Raw records:
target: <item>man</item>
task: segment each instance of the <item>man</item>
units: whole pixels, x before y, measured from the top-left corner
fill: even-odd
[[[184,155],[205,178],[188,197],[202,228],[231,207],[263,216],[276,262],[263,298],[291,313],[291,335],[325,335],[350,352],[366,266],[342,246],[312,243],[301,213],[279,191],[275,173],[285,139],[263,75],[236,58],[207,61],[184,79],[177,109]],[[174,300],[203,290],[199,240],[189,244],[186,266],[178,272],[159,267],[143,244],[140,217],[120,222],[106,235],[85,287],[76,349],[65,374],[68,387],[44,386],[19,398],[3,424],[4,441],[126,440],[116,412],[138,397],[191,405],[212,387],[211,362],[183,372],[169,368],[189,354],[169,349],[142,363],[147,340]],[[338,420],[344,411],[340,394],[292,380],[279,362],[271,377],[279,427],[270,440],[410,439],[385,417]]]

Requirement: Type out the entries again, word for word.

Result for this exercise:
target: <item>man</item>
task: segment each instance of the <item>man</item>
units: whole pixels, x before y, measured from the top-left corner
fill: even-odd
[[[184,155],[205,178],[188,197],[202,228],[231,207],[263,216],[276,262],[263,298],[291,313],[291,335],[325,335],[350,352],[366,266],[342,246],[312,243],[301,213],[279,191],[275,173],[285,139],[263,75],[236,58],[207,61],[184,79],[177,109]],[[174,300],[203,290],[199,240],[189,244],[186,266],[178,272],[159,267],[143,244],[140,217],[120,222],[106,235],[85,287],[76,349],[65,374],[68,387],[44,386],[19,398],[3,424],[4,441],[126,440],[116,412],[138,397],[191,405],[212,387],[211,362],[183,372],[169,368],[189,354],[169,349],[142,363],[147,340]],[[338,420],[344,411],[340,394],[292,380],[279,362],[271,377],[279,427],[270,440],[410,439],[385,417]]]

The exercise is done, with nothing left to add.